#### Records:
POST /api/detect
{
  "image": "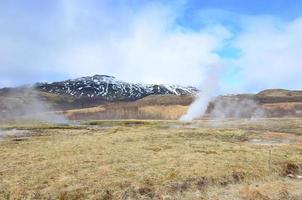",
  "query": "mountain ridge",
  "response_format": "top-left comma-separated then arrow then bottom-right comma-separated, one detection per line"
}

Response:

#### The request:
Can you pull out every line of the listing that contains the word "arrow"?

#### Worked solution:
  "response_format": "top-left comma-separated then arrow then bottom-right comma-separated, one detection per line"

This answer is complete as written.